● **Dataset extract**
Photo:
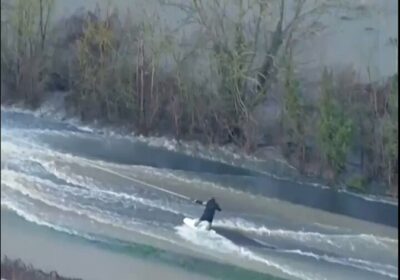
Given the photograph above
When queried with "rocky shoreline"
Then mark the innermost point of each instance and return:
(18, 270)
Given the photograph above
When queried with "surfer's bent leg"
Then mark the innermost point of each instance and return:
(197, 222)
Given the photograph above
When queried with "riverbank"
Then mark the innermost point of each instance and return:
(199, 96)
(50, 251)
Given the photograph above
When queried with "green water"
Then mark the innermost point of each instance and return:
(144, 252)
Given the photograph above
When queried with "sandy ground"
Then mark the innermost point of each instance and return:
(73, 259)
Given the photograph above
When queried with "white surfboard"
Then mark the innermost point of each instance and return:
(191, 223)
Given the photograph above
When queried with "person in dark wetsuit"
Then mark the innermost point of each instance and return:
(209, 212)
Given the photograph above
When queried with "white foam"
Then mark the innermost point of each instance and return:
(246, 226)
(215, 242)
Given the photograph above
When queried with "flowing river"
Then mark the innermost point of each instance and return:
(126, 195)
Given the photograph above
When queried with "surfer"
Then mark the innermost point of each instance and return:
(209, 211)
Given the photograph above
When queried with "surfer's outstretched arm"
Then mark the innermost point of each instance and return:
(199, 202)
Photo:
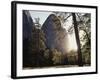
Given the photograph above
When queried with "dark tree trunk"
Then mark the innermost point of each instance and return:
(80, 63)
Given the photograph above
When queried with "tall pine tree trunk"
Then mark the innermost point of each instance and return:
(80, 63)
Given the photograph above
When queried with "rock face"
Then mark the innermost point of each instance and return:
(27, 25)
(55, 34)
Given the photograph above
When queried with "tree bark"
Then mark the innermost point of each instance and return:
(80, 63)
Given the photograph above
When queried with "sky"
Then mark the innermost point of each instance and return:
(42, 15)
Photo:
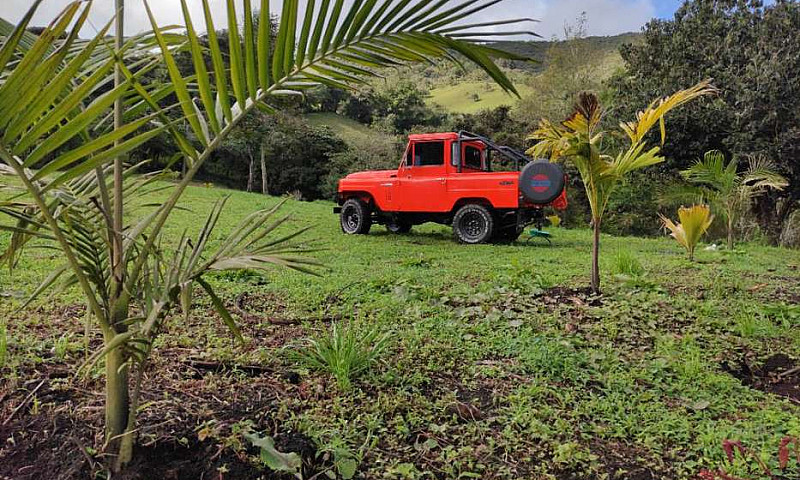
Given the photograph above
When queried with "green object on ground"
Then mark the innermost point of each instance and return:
(536, 233)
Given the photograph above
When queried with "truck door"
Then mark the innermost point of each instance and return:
(423, 181)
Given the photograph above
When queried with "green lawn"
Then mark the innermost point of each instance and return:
(471, 97)
(350, 130)
(498, 364)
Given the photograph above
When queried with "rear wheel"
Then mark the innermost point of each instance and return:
(356, 217)
(473, 224)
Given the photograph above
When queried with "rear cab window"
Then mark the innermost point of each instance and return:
(428, 154)
(473, 158)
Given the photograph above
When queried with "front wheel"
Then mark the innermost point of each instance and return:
(356, 217)
(473, 224)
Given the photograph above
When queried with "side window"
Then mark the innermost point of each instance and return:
(428, 154)
(473, 158)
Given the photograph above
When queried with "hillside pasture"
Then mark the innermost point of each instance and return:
(499, 362)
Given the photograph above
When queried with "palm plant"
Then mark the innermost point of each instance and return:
(729, 191)
(580, 139)
(58, 137)
(694, 222)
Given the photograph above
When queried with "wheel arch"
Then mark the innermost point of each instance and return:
(471, 200)
(364, 196)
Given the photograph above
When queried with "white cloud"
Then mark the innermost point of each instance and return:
(605, 17)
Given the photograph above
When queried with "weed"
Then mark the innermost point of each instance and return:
(3, 344)
(625, 263)
(552, 358)
(61, 347)
(344, 352)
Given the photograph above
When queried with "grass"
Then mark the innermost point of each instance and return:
(344, 352)
(474, 96)
(350, 130)
(499, 366)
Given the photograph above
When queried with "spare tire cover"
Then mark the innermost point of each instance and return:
(541, 182)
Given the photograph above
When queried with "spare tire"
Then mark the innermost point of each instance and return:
(541, 182)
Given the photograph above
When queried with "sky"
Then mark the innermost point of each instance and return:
(604, 17)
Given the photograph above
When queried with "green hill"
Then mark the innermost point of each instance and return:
(471, 97)
(350, 130)
(473, 92)
(496, 355)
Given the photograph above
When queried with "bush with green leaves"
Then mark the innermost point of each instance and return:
(345, 352)
(580, 139)
(73, 108)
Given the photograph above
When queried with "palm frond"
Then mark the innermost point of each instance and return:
(330, 45)
(658, 109)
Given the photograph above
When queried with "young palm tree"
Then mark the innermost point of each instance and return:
(729, 191)
(580, 140)
(59, 138)
(694, 222)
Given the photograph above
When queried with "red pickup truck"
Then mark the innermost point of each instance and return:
(447, 178)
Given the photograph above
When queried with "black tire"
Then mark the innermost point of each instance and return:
(541, 182)
(473, 224)
(356, 217)
(398, 227)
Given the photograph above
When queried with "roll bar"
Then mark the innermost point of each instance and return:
(508, 152)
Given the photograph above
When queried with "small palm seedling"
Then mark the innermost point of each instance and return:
(344, 352)
(580, 139)
(73, 109)
(694, 221)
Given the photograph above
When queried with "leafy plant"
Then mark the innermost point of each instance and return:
(729, 191)
(580, 140)
(60, 138)
(344, 352)
(554, 220)
(694, 221)
(3, 344)
(625, 263)
(276, 460)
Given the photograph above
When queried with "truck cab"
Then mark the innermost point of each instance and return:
(442, 174)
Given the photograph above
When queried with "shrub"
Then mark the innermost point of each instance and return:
(694, 221)
(344, 352)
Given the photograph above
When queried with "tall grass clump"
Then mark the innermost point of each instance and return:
(3, 344)
(344, 352)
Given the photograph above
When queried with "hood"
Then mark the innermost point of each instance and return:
(371, 174)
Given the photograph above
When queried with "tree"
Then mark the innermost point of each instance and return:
(54, 89)
(694, 221)
(730, 192)
(580, 140)
(752, 51)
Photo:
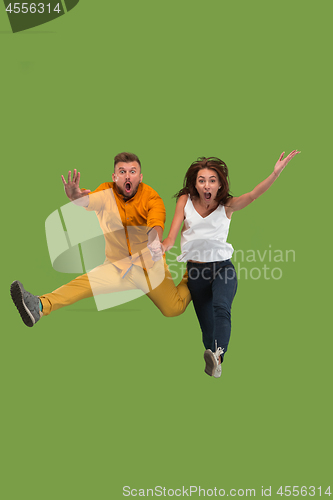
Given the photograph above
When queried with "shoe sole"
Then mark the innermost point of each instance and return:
(210, 363)
(17, 296)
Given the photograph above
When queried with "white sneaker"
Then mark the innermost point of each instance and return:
(213, 367)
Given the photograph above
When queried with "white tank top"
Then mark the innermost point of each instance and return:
(204, 239)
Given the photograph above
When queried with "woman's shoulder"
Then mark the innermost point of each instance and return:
(182, 200)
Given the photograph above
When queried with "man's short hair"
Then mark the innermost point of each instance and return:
(126, 158)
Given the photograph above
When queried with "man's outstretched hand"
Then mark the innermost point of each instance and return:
(73, 190)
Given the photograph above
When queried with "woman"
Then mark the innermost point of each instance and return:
(205, 205)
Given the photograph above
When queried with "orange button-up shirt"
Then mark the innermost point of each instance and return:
(126, 222)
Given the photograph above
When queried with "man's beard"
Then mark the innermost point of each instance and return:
(129, 195)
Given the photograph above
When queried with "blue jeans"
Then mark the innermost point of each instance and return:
(213, 286)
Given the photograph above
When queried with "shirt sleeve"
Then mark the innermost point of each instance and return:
(156, 211)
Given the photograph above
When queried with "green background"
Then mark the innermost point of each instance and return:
(93, 401)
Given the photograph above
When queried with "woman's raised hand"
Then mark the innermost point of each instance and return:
(72, 188)
(282, 162)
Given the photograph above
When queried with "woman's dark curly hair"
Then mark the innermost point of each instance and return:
(223, 194)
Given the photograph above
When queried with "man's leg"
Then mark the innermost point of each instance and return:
(170, 299)
(103, 279)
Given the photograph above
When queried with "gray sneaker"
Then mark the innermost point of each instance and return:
(26, 303)
(213, 368)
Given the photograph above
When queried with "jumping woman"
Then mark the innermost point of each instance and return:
(205, 206)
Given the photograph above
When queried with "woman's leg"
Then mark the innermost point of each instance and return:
(200, 286)
(224, 288)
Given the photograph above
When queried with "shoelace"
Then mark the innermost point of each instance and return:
(218, 351)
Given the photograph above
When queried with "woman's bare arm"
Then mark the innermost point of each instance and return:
(239, 202)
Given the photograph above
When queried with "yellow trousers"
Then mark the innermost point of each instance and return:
(156, 283)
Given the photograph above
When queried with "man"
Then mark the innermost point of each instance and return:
(131, 215)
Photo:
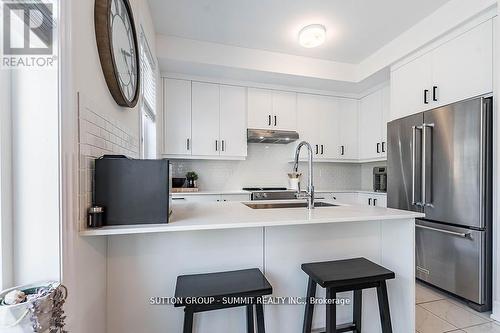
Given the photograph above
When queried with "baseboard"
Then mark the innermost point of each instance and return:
(495, 314)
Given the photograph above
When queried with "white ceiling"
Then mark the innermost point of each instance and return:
(355, 28)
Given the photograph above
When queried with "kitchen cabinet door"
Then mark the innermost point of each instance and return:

● **Exercise aim**
Only the number is wanted: how many lines in the entries above contain the word "woman"?

● **Result for this exercise**
7